Provided entries>

****************

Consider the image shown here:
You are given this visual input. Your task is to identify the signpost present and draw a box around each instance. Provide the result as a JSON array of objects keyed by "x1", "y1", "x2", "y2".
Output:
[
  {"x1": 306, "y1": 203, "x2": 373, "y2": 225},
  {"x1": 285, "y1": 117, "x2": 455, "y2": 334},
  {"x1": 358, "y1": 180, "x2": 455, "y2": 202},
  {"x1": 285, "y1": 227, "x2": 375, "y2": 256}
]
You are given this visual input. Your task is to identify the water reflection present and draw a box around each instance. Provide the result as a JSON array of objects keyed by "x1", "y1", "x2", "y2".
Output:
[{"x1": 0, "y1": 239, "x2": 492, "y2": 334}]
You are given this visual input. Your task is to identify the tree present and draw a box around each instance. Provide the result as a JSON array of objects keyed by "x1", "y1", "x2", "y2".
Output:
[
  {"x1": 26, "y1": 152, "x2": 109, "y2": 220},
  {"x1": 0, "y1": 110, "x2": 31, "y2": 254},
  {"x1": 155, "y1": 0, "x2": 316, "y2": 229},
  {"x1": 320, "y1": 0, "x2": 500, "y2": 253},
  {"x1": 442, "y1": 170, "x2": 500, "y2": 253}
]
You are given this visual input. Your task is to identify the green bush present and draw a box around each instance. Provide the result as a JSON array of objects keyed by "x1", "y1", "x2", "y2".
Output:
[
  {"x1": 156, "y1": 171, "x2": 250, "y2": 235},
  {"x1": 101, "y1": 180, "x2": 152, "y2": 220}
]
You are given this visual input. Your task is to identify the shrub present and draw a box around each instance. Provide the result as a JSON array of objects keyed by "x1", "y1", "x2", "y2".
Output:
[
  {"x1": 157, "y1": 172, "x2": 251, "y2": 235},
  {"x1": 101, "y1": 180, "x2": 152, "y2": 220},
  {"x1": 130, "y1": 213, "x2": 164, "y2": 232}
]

****************

Work instructions>
Count the lines in the data above that contain the word "around", and reply with only the number.

Full answer>
5